Aufgabenstellung: Entnimm sämtliche Zeilen unten wortgetreu und lass die Bilder in deiner Antwort weg.

Auszüge aus Zeigedaten:
========

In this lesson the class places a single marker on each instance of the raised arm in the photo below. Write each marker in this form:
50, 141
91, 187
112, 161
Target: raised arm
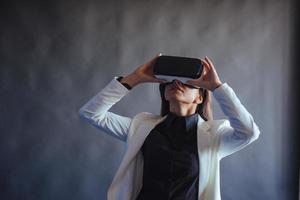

========

Erledigte Aufgabe:
In this lesson the class places a single marker on each instance of the raised arm in the photo below. Write each marker in this form:
50, 141
91, 187
112, 161
Target: raised arm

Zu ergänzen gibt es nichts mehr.